◆ **THE EXERCISE**
Give as a JSON list of strings, one per line and blank lines dropped, the items from the start of the records through the line that contains "left=464, top=139, right=604, bottom=225".

◆ **EXTRACTED RECORDS**

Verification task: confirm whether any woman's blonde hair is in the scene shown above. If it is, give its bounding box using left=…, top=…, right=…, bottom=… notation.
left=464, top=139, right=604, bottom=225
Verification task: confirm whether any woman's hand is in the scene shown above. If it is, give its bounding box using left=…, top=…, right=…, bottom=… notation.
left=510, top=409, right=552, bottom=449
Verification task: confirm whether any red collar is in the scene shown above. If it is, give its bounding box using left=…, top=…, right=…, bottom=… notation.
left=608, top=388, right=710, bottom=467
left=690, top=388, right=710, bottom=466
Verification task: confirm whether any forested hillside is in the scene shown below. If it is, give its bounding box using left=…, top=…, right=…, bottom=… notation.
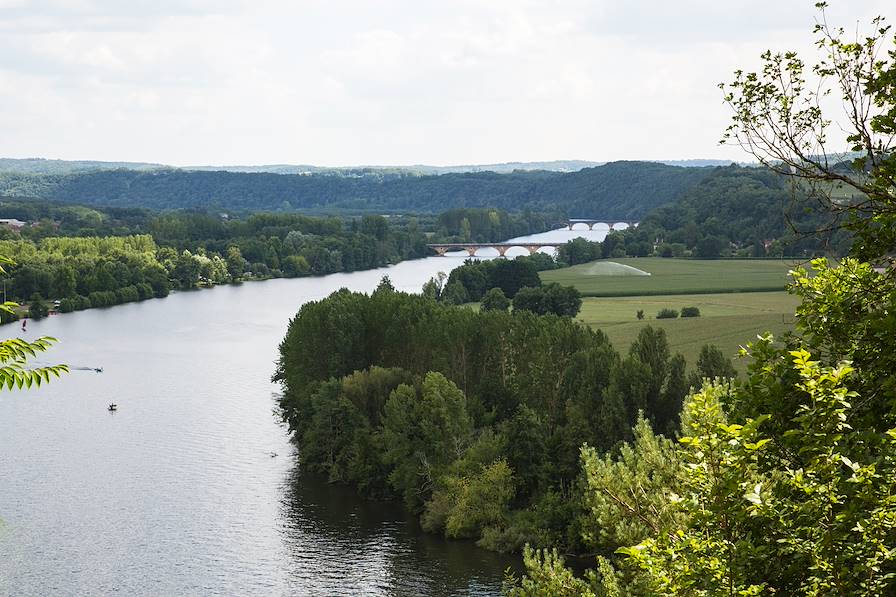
left=603, top=166, right=852, bottom=258
left=0, top=162, right=712, bottom=219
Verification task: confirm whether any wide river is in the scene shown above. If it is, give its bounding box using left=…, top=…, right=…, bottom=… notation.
left=0, top=227, right=607, bottom=596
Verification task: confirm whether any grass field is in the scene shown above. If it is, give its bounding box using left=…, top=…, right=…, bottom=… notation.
left=578, top=292, right=799, bottom=372
left=539, top=257, right=794, bottom=296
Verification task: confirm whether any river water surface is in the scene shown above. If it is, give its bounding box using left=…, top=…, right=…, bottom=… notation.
left=0, top=227, right=606, bottom=597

◆ **RIGHT ANSWER**
[
  "Verification task: confirm whether any woman's blonde hair is in the scene shown above. If it is, give its bounding box using left=…, top=…, right=…, bottom=… notation.",
  "left=464, top=139, right=604, bottom=225"
]